▶ [WHAT TO PRODUCE]: Rewrite all of the items below, replacing every "photograph" with "image" and leaving everything else unchanged. Omit the pictures from your answer.

▶ [INPUT MATERIAL]:
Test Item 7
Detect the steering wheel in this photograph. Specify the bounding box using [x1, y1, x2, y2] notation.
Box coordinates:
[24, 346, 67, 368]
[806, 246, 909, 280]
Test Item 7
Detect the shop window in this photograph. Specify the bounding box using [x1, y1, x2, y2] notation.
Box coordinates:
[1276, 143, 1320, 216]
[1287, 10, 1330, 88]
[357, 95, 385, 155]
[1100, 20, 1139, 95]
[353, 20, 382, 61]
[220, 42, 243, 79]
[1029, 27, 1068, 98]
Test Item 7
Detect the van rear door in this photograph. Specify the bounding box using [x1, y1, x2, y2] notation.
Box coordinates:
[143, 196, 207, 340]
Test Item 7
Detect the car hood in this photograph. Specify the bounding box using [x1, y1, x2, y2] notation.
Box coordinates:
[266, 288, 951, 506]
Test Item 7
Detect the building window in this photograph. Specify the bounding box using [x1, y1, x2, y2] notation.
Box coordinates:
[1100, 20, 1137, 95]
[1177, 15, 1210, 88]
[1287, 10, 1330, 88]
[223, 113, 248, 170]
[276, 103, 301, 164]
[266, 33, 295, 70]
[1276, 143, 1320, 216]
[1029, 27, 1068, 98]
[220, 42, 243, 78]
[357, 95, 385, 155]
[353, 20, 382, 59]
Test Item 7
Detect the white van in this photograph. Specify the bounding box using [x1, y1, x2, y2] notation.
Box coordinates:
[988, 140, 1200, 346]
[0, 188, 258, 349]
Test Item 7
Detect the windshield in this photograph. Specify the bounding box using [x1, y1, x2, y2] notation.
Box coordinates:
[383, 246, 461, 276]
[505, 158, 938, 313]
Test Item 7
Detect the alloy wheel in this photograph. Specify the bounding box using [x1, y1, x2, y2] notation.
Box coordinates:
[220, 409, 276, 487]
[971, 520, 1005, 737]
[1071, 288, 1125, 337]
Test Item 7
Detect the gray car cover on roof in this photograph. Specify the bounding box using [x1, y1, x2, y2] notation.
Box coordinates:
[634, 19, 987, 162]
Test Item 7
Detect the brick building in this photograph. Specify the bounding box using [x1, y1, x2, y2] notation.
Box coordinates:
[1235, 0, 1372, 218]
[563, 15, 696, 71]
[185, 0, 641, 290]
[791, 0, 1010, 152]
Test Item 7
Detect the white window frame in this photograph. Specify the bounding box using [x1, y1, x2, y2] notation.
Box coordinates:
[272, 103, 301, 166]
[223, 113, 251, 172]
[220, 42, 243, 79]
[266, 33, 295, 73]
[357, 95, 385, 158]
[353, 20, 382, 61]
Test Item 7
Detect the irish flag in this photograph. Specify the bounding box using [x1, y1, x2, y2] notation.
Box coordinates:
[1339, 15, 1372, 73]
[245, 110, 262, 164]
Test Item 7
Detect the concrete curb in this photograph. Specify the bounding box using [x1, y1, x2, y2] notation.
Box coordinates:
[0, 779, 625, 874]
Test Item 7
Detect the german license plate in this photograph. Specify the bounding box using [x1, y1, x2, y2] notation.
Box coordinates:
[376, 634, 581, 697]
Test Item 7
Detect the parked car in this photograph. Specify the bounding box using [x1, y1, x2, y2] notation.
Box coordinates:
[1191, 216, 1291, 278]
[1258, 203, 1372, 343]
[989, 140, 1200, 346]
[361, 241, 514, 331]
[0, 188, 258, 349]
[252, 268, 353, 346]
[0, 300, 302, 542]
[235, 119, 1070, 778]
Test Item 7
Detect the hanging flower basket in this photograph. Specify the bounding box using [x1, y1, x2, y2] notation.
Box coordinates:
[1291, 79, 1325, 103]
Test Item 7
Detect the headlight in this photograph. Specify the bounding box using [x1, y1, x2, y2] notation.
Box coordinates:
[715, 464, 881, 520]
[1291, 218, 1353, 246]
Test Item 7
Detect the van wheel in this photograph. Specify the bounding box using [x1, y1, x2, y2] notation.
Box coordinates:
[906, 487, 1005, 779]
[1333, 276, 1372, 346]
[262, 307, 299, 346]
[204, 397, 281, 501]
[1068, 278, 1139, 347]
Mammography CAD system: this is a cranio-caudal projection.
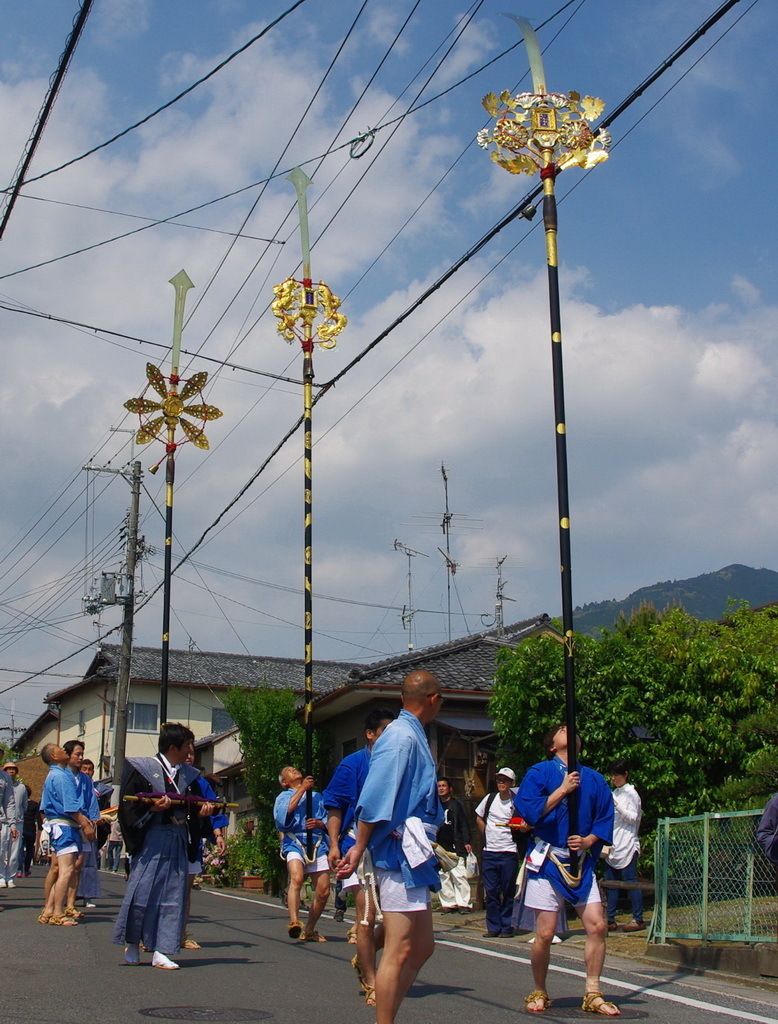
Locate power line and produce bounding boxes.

▶ [RESPONSE TO THIS EXERCISE]:
Test Item 7
Detect the steering wheel in this image. Specify the bounding box using [x1, y1, x2, y2] notation.
Box coordinates:
[24, 346, 67, 368]
[806, 246, 909, 280]
Test Item 7
Detect the shop window in this image. Specify the bounding box using [x1, y1, x2, y2] notation.
Box coordinates:
[1276, 143, 1320, 216]
[1287, 10, 1330, 88]
[357, 95, 385, 155]
[1100, 20, 1139, 95]
[353, 20, 382, 61]
[220, 42, 243, 79]
[1029, 27, 1068, 98]
Test Item 7
Detect the van rear door in this image. Specify the bounding box using [x1, y1, x2, y2] notation.
Box coordinates:
[143, 196, 207, 340]
Test Item 7
Detect the car hood in this image. Specify the bounding box using [x1, y1, x2, y2] notation.
Box coordinates:
[266, 288, 951, 506]
Test Item 7
Detect the building window in this image. Specify the bounding box using [x1, y1, x2, y2] notation.
Box coordinates:
[1100, 20, 1137, 95]
[1177, 15, 1210, 88]
[1287, 10, 1330, 88]
[223, 113, 248, 170]
[276, 103, 301, 164]
[266, 33, 295, 70]
[1276, 143, 1320, 216]
[1029, 27, 1068, 98]
[220, 42, 243, 78]
[357, 95, 385, 155]
[353, 20, 382, 59]
Test Item 7
Detect the white van in this image. Specify the bounding box using [x1, y1, x2, y2] notation.
Box coordinates:
[988, 140, 1200, 346]
[0, 188, 258, 349]
Test Item 7
Detect the windshield in this image. Specify the bounding box using [x1, y1, x2, y2] notation.
Box coordinates:
[383, 246, 461, 276]
[505, 158, 938, 313]
Test Item 7
Detect the alloy wheel in this image. Specify the bounding box using [x1, y1, x2, y2] notation.
Box coordinates:
[220, 409, 276, 487]
[971, 520, 1005, 737]
[1071, 288, 1125, 337]
Test Item 7
Detect the gray car cover on roof in this image. Specify the bounding box using [x1, y1, x2, y2] notation.
Box coordinates:
[634, 19, 987, 162]
Test Item 7
Detect the brick building in this image. Specify the bounding box using [x1, y1, x2, y2] notation.
Box coordinates:
[1235, 0, 1372, 218]
[563, 15, 696, 71]
[185, 0, 641, 290]
[791, 0, 1010, 152]
Test Item 7
Detect the white window frame in this image. Specify the bounding box using [x1, y1, x2, y2] notation.
Box coordinates:
[272, 103, 301, 166]
[223, 113, 251, 172]
[220, 42, 243, 79]
[266, 33, 295, 73]
[357, 95, 385, 158]
[353, 20, 382, 61]
Test Item 7
Detect the irish flag in this image. Specify the bounding box using [x1, y1, x2, y2] notation.
Box coordinates:
[1339, 15, 1372, 73]
[245, 110, 262, 164]
Test Item 7
Detect the concrete curb in this image. Specify the bounding box using [x1, y1, x2, y2] notation.
Box coordinates:
[0, 779, 625, 874]
Test Item 7
Detect the german license plate in this image. Specify the bounding box using [x1, y1, x2, y2] notation.
Box coordinates:
[376, 634, 581, 697]
Test Item 7
Detect the parked car in this image. Specify the bounding box using [x1, y1, x2, y2] notation.
Box coordinates:
[1191, 216, 1291, 278]
[1258, 203, 1372, 343]
[989, 140, 1200, 346]
[361, 241, 514, 331]
[0, 188, 258, 349]
[252, 268, 353, 346]
[0, 300, 302, 542]
[235, 119, 1070, 778]
Test Item 7
Detect the hanging flower basket in this image. Specify the bounding box using [x1, y1, x2, y2] notation.
Box coordinates:
[1291, 79, 1325, 103]
Test Item 7
Detect the headlight in this image. Specify the bounding box using [x1, y1, x2, y2] notation.
Box coordinates:
[715, 464, 881, 520]
[1291, 218, 1353, 246]
Test Item 7
Detect the van wheel in this image. Specify the bounding box using [x1, y1, x2, y2] notation.
Box coordinates:
[906, 487, 1005, 779]
[1333, 276, 1372, 346]
[262, 307, 299, 346]
[204, 397, 281, 501]
[1068, 278, 1139, 347]
Mammography CAD system: this is a cranio-caudal projection.
Locate power line and produce bounding boxes.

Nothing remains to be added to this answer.